## [YOUR ASSIGNMENT]
The data should be restated word for word, in full.

(MATERIAL TO PROCESS)

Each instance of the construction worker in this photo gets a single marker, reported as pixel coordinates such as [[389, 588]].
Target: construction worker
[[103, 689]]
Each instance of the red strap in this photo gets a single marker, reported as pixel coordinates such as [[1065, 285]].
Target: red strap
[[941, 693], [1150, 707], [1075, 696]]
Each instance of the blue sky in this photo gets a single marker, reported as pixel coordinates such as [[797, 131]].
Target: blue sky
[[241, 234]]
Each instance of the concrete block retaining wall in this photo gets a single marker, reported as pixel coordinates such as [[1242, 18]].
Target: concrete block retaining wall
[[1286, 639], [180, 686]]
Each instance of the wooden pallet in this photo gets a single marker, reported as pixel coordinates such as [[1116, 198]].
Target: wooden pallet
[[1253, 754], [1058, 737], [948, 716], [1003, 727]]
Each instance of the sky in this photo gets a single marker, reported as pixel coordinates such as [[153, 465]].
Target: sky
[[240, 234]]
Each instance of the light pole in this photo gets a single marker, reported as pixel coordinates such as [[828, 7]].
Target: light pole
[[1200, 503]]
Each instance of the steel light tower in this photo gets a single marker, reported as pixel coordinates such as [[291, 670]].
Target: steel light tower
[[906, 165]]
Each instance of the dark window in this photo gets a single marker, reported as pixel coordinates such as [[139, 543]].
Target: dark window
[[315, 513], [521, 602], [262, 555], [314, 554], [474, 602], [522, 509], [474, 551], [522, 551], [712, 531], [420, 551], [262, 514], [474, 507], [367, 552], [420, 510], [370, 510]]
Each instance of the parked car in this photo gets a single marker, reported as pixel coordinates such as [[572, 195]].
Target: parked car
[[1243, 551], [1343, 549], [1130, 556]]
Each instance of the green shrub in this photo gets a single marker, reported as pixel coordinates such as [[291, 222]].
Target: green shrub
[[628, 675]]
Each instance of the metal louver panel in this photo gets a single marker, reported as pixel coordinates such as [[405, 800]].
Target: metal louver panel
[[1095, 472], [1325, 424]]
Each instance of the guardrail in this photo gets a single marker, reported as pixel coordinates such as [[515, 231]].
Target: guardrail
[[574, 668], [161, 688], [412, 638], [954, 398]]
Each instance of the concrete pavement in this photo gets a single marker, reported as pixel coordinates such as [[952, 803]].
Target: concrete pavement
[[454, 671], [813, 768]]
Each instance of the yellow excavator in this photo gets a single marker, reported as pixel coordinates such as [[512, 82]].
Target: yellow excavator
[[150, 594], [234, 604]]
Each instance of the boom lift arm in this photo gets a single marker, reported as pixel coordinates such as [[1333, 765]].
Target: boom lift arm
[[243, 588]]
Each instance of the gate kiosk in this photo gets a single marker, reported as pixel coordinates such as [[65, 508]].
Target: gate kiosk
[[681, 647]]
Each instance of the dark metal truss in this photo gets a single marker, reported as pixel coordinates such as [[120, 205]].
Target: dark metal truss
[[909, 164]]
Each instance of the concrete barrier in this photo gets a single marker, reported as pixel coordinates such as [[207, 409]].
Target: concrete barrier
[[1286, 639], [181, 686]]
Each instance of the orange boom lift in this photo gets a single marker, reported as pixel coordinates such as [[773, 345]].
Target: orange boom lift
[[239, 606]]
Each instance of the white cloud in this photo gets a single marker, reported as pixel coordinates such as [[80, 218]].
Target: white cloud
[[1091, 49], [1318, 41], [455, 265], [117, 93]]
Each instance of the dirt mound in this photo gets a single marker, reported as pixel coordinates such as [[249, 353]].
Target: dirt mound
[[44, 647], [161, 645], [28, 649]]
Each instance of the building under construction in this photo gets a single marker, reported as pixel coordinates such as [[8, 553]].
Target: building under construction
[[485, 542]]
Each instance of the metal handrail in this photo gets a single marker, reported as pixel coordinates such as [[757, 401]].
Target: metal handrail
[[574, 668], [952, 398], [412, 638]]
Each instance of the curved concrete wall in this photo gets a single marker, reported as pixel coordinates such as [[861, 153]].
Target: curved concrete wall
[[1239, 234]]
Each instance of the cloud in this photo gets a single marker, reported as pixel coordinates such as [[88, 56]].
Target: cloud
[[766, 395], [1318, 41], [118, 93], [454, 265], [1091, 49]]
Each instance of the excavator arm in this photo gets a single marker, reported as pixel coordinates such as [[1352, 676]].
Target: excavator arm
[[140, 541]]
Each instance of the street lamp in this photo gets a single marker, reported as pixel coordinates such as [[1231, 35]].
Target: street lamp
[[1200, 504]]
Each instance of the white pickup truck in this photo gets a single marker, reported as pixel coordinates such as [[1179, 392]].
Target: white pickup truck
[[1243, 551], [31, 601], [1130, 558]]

(End MATERIAL TO PROCESS)

## [EXERCISE RESULT]
Each instance of the construction worker in this photo gets a single marker, reported as pixel coordinates such as [[389, 588]].
Target: construction worker
[[103, 689]]
Each instance of the red strap in this photo gets a single marker, reported as pixel coordinates such as [[1065, 285]].
Target: red strap
[[941, 693], [1150, 707], [1075, 696]]
Each instance of the blue sky in this photo gets a single marker, reported as pixel coordinates such as [[797, 131]].
Target: blue sky
[[241, 234]]
Each instance of the concrete block retaining wall in this photo gets a single marker, reported as pixel coordinates such as [[1242, 18]].
Target: concrete block retaining wall
[[1286, 639], [180, 686]]
Each instance of the wooden pallet in this photo gets a single marker, reported as pixel coordinates such as [[1116, 198]].
Target: wooden pallet
[[1253, 754], [1058, 737], [948, 716], [1003, 727]]
Each instance of the sky in this photo gets a single marker, reported as pixel coordinates such as [[153, 465]].
Target: sky
[[240, 234]]
Each instance of the light pole in this photo gets a single marker, reported as pixel coordinates such as [[828, 7]].
Target: light pole
[[1200, 503]]
Each instance of the steel light tower in this photo gets a single marker, reported as pixel coordinates such as [[291, 670]].
Target: steel light tower
[[906, 165]]
Each instance of the dark window in this photo gets a single marker, reported as pixel coordinates such as [[139, 543]].
Target: dark window
[[315, 513], [521, 602], [262, 555], [314, 554], [474, 602], [522, 509], [474, 551], [522, 551], [712, 531], [420, 551], [262, 514], [474, 507], [367, 552], [420, 510], [370, 510]]
Each instance of the parked car in this photo gets a single marker, reported as pixel coordinates such as [[572, 195]].
Target: parked car
[[1243, 551], [1343, 549], [1130, 556]]
Each instance of the green shrub in this photo gets a single marker, reported as pixel coordinates such as [[291, 222]].
Target: green shrub
[[628, 675]]
Each instance of the metal louver panel in this photo gets a single marker, reported as pixel coordinates such as [[405, 800]].
Target: metal louver panel
[[1095, 472], [1325, 424]]
Each instance of the guardrail in this photo gets a single marker, reported as pixel coordinates such as [[515, 231]].
Target: guardrail
[[574, 668], [161, 688], [412, 638], [954, 398]]
Each instance of the concrete pavement in this photo gets a single marker, reported as pixel coordinates such as [[952, 803]].
Target: concrete pavement
[[454, 671], [813, 768]]
Each instance of the yellow excavator in this photo gets a single marker, reported as pixel coordinates such as [[512, 82]].
Target: yellow excavator
[[150, 594], [234, 604]]
Each instance of the boom lift arm in this photo gets a single marker, reported as pixel coordinates such as [[1333, 765]].
Target: boom lift arm
[[243, 588]]
Each instance of the gate kiosk in this photo gets a single marker, reported as pixel coordinates such as [[65, 508]].
Target: gate kiosk
[[681, 647]]
Each instance of the dark metal truss in this photo gets a single marker, reported as pixel coordinates such as [[120, 205]].
Target: dark metal truss
[[909, 164]]
Each instance of the concrete barrier in this photo gets a single marker, reported as pixel coordinates such as [[207, 409]].
Target: concrete barrier
[[1286, 639], [181, 686]]
Each instance of the orange boom lift in this photo gets a single marker, reported as pixel coordinates such as [[773, 345]].
Target: orange boom lift
[[239, 606]]
Each instance of the white cloud in this photo gets a single marker, reported as pixel coordinates such as [[80, 218]].
Target: white cloud
[[1091, 49], [1318, 41], [455, 265], [117, 93]]
Each instance of the dirt mound in this photo gets a single marker, reported as pixel coordinates such as [[249, 353]].
Target: dirt mound
[[44, 647], [161, 645], [28, 649]]
Each instance of the building under construction in this photo gets a single marker, reported as pixel coordinates such as [[8, 553]].
Target: building under construction
[[485, 542]]
Each instance of the metal handrail in this photo gets a single marker, reported as pixel coordinates such as [[757, 401]].
Target: metal handrail
[[574, 668], [952, 398], [412, 638]]
Each instance of the curved concrete wall in this photo gets a single marker, reported as pixel coordinates such as [[861, 153]].
Target: curved concrete wall
[[1239, 234]]
Each instance of the cloud in this photo gets a single marker, reported as pixel coordinates such as [[88, 56]].
Target: cloud
[[766, 395], [1318, 41], [118, 93], [454, 265], [1091, 49]]
Each instance of the excavator arm in this photo gets a single marker, reported as pixel coordinates such as [[1352, 676]].
Target: excavator arm
[[140, 541]]
Each instance of the street lamp in this photo gets a single marker, reported as pixel coordinates such as [[1231, 35]].
Target: street lamp
[[1200, 504]]
Each instance of the white pickup truck in this photo gets a single marker, reported as pixel coordinates such as [[1179, 392]].
Target: white pickup truck
[[1243, 551], [31, 601], [1130, 558]]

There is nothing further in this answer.